Search the data below for "Target"; list each line that holds it.

EXERCISE DATA:
******************************

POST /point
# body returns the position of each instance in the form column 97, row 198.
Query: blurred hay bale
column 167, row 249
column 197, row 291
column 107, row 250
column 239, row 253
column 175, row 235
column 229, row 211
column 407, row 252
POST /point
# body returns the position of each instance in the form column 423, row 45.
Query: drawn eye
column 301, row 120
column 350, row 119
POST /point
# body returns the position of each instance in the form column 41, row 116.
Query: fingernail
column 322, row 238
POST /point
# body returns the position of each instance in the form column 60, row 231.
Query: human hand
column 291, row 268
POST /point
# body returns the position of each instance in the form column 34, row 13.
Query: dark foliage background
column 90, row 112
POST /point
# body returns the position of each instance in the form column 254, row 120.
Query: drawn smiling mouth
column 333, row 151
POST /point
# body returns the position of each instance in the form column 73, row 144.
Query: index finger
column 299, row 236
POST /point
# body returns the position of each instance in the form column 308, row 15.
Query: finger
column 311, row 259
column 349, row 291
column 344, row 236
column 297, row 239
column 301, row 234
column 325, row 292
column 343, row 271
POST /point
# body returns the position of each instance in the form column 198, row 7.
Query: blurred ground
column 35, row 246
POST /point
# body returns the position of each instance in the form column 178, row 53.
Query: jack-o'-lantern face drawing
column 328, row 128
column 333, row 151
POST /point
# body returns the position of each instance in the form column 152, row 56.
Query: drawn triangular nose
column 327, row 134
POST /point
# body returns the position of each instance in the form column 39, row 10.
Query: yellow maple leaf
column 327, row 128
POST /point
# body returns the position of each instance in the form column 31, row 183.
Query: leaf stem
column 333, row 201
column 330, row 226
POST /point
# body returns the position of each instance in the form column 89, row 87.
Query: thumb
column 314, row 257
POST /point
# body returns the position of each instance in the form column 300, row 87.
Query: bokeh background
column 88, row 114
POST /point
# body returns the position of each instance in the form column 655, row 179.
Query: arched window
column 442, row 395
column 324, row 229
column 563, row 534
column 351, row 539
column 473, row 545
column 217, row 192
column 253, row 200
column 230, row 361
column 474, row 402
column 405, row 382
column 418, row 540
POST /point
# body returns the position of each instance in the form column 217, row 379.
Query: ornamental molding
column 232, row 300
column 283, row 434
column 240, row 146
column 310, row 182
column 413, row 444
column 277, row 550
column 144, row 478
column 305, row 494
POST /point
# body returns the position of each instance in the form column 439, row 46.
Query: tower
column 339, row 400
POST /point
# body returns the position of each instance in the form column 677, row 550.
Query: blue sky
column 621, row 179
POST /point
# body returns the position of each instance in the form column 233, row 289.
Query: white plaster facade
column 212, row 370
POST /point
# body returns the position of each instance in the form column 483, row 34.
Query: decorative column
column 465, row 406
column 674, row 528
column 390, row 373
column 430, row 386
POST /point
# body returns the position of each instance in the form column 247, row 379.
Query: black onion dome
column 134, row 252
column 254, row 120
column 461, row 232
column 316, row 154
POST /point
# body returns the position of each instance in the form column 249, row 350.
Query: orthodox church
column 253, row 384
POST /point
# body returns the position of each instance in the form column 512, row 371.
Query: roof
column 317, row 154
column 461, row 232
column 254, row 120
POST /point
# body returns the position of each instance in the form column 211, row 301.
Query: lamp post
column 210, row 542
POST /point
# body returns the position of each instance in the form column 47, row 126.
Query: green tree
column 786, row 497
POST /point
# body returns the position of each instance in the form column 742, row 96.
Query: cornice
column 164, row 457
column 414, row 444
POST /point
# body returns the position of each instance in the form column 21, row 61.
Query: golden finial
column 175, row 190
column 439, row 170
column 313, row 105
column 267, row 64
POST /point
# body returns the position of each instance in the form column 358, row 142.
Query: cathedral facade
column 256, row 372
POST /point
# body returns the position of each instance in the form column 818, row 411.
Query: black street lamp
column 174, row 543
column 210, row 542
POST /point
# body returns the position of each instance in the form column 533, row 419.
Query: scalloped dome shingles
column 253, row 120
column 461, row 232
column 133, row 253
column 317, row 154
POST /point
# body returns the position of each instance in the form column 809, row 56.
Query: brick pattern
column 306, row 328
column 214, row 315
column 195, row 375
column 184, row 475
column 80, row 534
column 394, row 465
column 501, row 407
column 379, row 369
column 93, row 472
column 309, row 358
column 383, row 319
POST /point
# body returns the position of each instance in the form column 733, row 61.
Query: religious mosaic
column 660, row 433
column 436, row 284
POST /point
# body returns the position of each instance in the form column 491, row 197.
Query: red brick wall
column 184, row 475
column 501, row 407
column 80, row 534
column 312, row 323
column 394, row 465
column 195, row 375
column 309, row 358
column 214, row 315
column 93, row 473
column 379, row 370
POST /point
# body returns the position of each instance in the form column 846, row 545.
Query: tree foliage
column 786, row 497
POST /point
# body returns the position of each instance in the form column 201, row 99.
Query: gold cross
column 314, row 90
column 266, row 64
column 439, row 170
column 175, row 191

******************************

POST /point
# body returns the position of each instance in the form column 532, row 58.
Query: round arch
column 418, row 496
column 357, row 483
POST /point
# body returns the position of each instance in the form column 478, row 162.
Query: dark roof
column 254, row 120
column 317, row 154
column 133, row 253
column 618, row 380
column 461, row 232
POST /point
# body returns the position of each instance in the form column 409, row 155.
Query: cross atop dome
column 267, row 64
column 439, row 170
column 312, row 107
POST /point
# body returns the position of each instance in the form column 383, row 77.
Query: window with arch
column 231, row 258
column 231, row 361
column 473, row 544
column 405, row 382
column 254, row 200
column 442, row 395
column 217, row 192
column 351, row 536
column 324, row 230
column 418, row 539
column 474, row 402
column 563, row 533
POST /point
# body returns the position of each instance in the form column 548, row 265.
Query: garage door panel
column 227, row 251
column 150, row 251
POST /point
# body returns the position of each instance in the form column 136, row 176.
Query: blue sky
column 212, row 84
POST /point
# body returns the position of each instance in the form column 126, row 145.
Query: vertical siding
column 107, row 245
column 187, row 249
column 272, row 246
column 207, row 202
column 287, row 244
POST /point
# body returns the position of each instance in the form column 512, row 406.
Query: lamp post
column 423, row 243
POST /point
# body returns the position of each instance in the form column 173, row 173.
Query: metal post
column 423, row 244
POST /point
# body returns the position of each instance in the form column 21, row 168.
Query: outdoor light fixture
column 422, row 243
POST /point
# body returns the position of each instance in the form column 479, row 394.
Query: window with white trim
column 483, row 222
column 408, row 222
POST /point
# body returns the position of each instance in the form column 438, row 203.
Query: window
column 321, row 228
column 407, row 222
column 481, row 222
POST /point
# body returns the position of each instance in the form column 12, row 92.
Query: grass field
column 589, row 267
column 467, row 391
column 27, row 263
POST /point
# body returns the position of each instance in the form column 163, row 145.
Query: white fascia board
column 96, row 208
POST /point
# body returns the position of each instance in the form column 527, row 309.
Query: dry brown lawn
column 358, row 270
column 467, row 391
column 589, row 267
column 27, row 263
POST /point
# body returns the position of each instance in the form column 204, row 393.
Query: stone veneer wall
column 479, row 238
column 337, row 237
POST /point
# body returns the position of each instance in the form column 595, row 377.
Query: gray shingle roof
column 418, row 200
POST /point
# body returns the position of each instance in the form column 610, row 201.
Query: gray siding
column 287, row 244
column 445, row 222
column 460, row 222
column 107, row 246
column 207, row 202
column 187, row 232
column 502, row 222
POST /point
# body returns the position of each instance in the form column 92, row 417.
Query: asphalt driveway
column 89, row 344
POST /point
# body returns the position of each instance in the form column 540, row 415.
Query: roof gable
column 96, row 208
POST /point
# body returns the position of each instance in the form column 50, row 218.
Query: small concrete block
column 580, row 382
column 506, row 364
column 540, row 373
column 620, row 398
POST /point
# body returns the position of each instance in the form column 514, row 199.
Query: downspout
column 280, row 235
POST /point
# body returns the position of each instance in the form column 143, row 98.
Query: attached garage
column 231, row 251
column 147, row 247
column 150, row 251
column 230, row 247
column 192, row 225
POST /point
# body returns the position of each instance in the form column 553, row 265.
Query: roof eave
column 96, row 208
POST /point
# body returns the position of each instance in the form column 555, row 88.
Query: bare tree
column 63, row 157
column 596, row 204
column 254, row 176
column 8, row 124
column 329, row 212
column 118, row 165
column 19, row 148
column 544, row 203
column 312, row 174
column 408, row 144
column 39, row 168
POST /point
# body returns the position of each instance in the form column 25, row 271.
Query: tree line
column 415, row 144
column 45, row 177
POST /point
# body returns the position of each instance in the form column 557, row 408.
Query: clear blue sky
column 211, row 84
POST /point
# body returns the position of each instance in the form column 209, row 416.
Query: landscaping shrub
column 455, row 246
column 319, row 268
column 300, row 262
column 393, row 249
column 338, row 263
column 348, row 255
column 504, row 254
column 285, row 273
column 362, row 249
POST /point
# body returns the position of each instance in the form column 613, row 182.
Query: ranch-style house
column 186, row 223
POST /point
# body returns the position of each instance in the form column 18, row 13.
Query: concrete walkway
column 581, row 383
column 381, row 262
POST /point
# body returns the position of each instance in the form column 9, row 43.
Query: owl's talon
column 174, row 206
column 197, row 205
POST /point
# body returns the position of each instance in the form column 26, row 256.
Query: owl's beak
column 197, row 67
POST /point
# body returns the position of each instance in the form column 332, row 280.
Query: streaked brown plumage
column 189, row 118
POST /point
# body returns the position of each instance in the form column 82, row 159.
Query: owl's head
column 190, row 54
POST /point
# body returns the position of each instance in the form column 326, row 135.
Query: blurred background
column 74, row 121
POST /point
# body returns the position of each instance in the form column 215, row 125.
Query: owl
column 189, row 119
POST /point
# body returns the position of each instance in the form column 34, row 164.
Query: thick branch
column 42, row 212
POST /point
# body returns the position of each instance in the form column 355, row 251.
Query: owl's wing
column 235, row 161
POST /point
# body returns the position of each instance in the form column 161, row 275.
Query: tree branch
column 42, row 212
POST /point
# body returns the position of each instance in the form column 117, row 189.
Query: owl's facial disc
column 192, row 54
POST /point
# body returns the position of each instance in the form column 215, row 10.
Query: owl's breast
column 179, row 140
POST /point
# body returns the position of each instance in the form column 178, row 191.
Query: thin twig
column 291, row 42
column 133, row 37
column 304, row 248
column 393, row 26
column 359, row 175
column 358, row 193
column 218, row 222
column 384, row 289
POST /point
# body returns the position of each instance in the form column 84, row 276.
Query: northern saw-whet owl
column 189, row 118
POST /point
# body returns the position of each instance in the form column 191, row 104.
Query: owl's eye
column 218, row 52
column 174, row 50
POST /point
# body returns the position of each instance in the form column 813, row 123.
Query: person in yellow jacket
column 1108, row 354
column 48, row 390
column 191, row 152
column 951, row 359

******************************

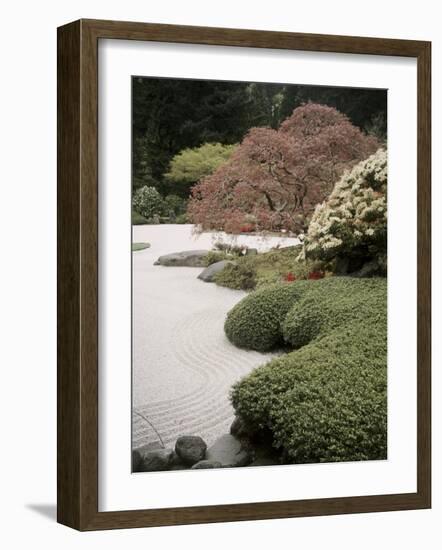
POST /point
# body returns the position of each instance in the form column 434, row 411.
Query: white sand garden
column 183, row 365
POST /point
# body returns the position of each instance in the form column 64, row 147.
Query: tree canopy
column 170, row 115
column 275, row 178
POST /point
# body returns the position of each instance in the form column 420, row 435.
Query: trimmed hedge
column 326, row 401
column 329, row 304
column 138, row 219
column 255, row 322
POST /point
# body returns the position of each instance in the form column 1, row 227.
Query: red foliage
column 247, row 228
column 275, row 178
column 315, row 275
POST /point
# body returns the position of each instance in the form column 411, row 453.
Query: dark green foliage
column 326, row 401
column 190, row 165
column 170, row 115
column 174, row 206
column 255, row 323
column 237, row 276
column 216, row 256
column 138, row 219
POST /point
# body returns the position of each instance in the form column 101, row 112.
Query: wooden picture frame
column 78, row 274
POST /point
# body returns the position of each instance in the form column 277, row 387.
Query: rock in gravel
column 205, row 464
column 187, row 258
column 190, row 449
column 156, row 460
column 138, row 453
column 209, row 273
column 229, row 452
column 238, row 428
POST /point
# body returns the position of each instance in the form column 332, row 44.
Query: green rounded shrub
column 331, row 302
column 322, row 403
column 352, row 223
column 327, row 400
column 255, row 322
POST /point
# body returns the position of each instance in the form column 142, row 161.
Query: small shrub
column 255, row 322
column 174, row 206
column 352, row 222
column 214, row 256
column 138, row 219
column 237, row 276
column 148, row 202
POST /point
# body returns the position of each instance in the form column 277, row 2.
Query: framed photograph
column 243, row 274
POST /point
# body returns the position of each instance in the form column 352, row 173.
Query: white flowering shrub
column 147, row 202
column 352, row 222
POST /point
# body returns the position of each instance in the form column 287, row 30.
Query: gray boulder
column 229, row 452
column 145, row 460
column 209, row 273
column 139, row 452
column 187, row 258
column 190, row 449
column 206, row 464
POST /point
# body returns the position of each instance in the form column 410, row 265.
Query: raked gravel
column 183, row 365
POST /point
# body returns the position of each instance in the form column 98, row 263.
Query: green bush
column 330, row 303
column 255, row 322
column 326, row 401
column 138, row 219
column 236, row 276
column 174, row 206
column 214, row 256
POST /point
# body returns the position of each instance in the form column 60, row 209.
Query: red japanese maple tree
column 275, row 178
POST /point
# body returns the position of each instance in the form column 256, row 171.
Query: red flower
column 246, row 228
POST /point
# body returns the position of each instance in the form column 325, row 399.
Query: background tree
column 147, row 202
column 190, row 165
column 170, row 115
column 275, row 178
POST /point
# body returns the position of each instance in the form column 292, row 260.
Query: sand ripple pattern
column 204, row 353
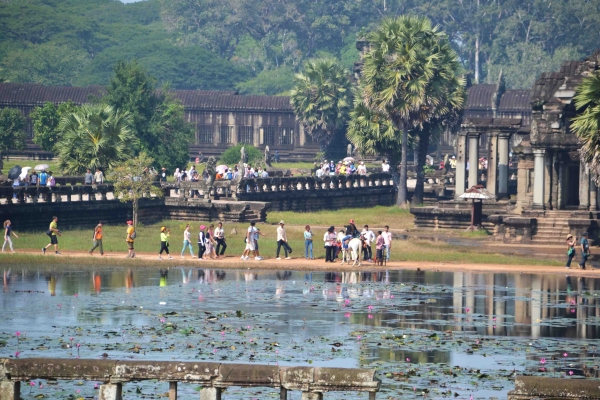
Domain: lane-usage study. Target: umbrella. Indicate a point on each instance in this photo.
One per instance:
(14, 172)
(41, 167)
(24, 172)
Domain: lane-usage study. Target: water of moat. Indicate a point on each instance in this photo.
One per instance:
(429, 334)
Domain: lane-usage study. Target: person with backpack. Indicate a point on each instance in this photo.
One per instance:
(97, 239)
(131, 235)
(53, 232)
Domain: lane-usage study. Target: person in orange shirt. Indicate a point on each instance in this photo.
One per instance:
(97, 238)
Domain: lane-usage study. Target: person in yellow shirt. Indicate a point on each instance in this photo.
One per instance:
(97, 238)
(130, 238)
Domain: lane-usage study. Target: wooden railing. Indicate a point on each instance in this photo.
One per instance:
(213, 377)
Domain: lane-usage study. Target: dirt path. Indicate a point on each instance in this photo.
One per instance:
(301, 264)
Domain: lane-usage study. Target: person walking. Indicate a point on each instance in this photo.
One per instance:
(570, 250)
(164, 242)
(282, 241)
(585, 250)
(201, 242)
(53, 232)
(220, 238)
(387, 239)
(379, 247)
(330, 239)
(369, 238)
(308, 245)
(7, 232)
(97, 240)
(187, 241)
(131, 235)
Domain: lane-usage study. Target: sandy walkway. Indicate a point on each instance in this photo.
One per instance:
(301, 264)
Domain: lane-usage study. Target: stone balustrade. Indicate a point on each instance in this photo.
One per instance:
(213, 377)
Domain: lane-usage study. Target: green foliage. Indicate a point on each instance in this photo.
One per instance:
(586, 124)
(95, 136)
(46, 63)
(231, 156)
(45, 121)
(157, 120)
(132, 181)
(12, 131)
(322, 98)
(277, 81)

******************************

TASK RESULT:
Domain: lane-usage study. Target: umbrella. Indicate a point on each instance in this photo.
Domain: lane-usage study. Target: water of moat. Indicate a point on each instance in this photo.
Domain: lane-usage study. Target: person with backpack. Indicate a point on each instance in this photo.
Domain: lane-usage study. Target: person in orange shirt. Indicate a point on each instance in this photo.
Domain: lane-usage study. Target: person in yellow shirt. Indicate a point on each instance in this photo.
Domain: lane-usage study. Target: wooden railing. Indicate a point on each instance in this photo.
Domain: lane-usage study. Target: dirt path. Indicate a point on each instance in this photo.
Domain: lane-usage study. Target: person walking. Indicate a point on each instance in this photo.
Domain: lane-usage study. Target: sandy walkway. Indicate a point on each instance in this photo.
Domain: lane-usage study. Target: stone balustrade. Indicate a point on each instance in this photo.
Domain: lane-usage study. Target: green foliage. Indicate a point on each instance in this photo.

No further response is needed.